PROBLEM DESCRIPTION: Starting at the first entry below, repeat all the data word for word and drop the pictures.

========================================

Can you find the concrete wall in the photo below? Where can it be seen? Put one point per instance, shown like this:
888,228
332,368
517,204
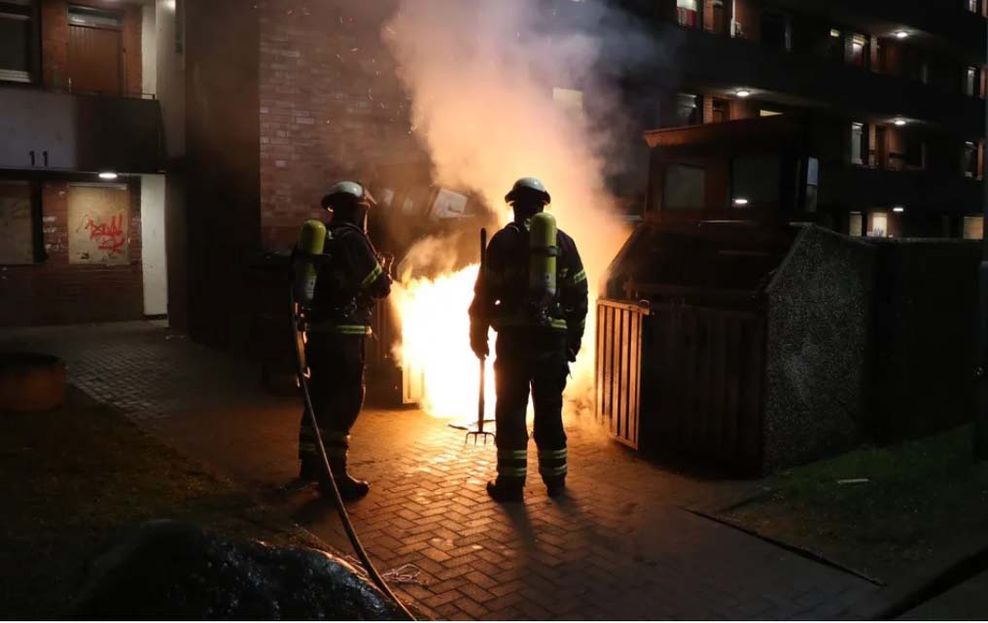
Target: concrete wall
925,332
153,255
57,292
221,177
819,311
149,50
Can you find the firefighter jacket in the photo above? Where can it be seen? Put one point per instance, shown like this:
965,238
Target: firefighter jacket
349,281
501,298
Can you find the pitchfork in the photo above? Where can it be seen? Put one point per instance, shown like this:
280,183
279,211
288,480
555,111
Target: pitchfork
480,432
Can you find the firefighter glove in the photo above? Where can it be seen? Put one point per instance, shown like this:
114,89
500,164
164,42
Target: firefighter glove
478,342
573,348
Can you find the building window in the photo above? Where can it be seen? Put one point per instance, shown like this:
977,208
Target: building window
878,225
776,32
859,143
99,224
715,16
17,41
19,224
684,188
688,110
687,13
915,156
755,182
855,224
969,160
858,50
974,227
719,111
971,81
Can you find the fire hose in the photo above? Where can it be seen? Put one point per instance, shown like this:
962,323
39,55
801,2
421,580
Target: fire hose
302,374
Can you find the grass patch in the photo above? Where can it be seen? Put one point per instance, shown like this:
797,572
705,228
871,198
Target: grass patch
921,500
71,477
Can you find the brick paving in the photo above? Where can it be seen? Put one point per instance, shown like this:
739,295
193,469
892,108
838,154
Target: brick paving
620,546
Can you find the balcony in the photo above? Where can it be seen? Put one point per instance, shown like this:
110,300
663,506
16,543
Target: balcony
64,132
719,61
861,188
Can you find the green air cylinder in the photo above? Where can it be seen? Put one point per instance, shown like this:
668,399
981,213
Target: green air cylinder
311,241
542,259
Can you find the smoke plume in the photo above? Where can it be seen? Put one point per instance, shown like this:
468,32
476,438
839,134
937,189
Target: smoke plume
503,89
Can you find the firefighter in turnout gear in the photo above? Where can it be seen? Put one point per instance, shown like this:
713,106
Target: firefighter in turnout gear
349,278
533,292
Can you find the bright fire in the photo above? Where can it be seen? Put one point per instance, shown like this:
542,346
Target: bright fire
435,349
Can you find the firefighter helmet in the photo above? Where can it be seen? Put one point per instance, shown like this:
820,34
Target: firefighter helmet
346,193
528,187
349,202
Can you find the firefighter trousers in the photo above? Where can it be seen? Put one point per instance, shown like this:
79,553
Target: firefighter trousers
530,361
336,384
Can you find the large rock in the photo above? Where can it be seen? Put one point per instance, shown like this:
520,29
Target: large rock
170,570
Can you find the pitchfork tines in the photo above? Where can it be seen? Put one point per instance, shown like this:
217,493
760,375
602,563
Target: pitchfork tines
477,434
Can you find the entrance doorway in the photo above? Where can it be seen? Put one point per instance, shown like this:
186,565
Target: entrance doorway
95,51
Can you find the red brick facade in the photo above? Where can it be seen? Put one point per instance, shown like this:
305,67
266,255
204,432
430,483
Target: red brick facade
57,292
330,107
55,42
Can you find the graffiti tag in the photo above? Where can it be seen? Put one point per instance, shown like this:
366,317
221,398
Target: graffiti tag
108,237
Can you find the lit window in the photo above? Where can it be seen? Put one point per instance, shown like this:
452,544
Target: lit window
684,188
858,143
687,109
16,47
859,51
969,160
971,81
855,224
686,13
879,225
974,227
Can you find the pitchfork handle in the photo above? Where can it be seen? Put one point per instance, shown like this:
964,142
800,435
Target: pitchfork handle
483,366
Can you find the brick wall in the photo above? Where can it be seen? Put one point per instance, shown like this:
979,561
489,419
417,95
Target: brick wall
56,292
55,41
330,106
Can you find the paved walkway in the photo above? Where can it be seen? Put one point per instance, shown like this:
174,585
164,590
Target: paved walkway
621,546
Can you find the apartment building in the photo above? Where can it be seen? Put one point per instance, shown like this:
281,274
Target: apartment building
82,157
866,117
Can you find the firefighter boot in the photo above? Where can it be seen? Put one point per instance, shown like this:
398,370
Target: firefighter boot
350,488
556,487
506,489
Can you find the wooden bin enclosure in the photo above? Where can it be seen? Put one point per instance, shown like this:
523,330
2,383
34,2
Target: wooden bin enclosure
682,379
620,328
750,351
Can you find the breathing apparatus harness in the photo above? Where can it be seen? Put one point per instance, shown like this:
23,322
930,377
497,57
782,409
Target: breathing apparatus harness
309,252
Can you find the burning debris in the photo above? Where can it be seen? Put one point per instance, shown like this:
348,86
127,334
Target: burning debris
482,77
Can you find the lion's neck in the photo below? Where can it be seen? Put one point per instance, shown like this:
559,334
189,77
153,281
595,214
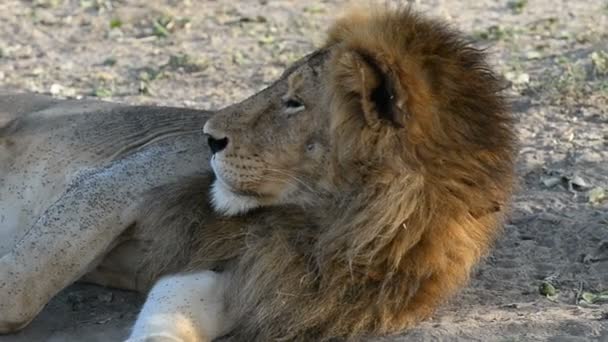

========================================

RESULT OF THE EXERCISE:
Can you find the concrete wall in the photo below? Where can it be seen? Put one point per instance, shown like this:
888,228
332,368
517,204
Target: concrete wall
925,332
153,255
57,292
221,177
819,311
149,50
Can you find the firefighter jacket in the photo above? Where can it be seen? Put one point per instance, shown like this:
965,238
Target: firefighter jacket
349,281
501,298
Can you find the pitchfork in the photo above? Where can it be seen? Put one point per instance, shown like this:
280,183
279,211
288,480
555,111
Target: pitchfork
480,432
Can you find the firefighter glove in the photo above? Where can it be seen? Put one point per instance, shown like this:
114,89
500,164
164,42
Target: firefighter glove
478,342
573,348
Can you find the building window in the photo above? Where can it be seen? Put one point per instance, shown like this:
977,208
Target: building window
878,225
776,32
859,143
99,224
715,16
17,41
19,224
684,188
688,110
687,13
915,156
755,182
855,224
969,160
858,50
974,227
719,111
971,81
Can you find the fire hose in the photo above? Where can it be seen? Put one point per instance, shown like this:
962,323
39,55
801,2
421,580
Target: fire hose
302,374
Can you find the grass patch in the photo above? Where can it be seen? Put one point per instance, shown like this:
797,572
705,228
871,198
Target: grass patch
921,500
71,477
Can you find the brick paving in the photo above? Where can it be seen? Put one point per instance, shown like this:
739,295
193,469
892,108
838,154
Target: brick paving
620,546
Can you find the balcony in the photo above? Where can it be seen? Put one point per instance, shown like this:
110,300
663,506
16,543
Target: balcony
64,132
719,61
861,188
Can you find the green air cylinder in the photo above? Where can it be seen? Put one point per instance, shown like this:
668,399
981,213
Target: green air cylinder
311,241
542,259
Can you find the smoke plume in the photo above? Where can it be seen? Put one point per instance, shown like this:
468,32
476,438
839,134
937,189
Target: smoke plume
503,89
Can you find the firefighter in turnout gear in the photo above? Where can it be seen? Put one point per instance, shown like this:
713,106
Target: firefighter in turnout gear
349,278
533,292
Can you find the bright fire in the photo above? Where can it be seen? Put one point per instance, shown like this:
542,346
Target: bright fire
435,349
Can you find the firefighter helmet in the photo above? Where can it be seen? Put one point per instance, shown like this:
820,34
Target: firefighter helmet
346,193
528,187
349,202
Can you find the firefighter trousers in the photo above? Where can it be seen? Put one point per instance, shown like this:
79,553
Target: firefighter trousers
530,361
336,384
Can you find the large rock in the photo above? Where can it be seen? Put one point per instance, shown like this:
520,29
Target: large rock
170,570
Can you find the pitchfork tines in the photo above? Where can it be seen? Put one point per instance, shown like this:
217,493
760,375
602,563
Target: pitchfork tines
477,434
Can you find the entrance doorway in the photo above? Where can it be seen? Put one point per instance, shown like this:
186,565
Target: entrance doorway
95,51
Can you find the red brick facade in the photo above? Where can it be seen? Put one point per instance, shown like this:
305,67
266,255
204,432
430,483
Target: red brick facade
57,292
330,107
55,42
Can you find the graffiti tag in the photo above? Where can it be seen? Put one point per instance, shown like this:
366,317
221,398
Target: graffiti tag
108,237
Can you find the lit window in the photo above? Where can it be seen? Put one point per instance, shown like this:
452,544
Target: lit window
684,188
858,143
687,109
16,47
859,51
969,160
971,81
855,224
686,13
879,225
974,227
Can you find the pitchfork handle in the photo above? Where can it be seen? Put one point per instance, shown like this:
964,142
800,435
Target: pitchfork handle
483,366
Can you find the brick wall in the photo above? Where can it be seen? Put one point per instance, shown like this:
979,561
489,419
417,95
Target: brick wall
56,292
55,41
330,106
Can you find the paved walkway in the photo above? Where can it be seen? Put one point per instance, shown like this:
174,585
164,590
Target: paved walkway
621,546
Can you find the apartment building in the photo above? Where can it be seen? Put one point per instance, shown like this:
281,274
Target: apartment building
82,157
866,117
Can you find the firefighter boot in the photo above? Where can it be seen? Put one point per instance, shown like this:
398,370
Target: firefighter boot
350,488
556,487
506,489
Can you find the wooden bin enclosure in the photo above? Where can it be seen? Put one point per instance, shown like this:
523,330
2,383
34,2
Target: wooden bin enclosure
682,379
620,328
750,351
Can you find the breathing apparatus harness in the photo above? Where can it be seen? Put one point per instance, shown like this:
23,322
930,377
497,57
782,409
Target: breathing apparatus harness
309,252
Can you find the burning debris in the photo above? Where can it be seen? Put one point per instance, shown like this:
348,86
127,334
Target: burning debris
482,77
Can you find the lion's neck in the photo below? Where can it be seen? Put one point per instance, shown like this:
559,334
189,77
153,281
595,214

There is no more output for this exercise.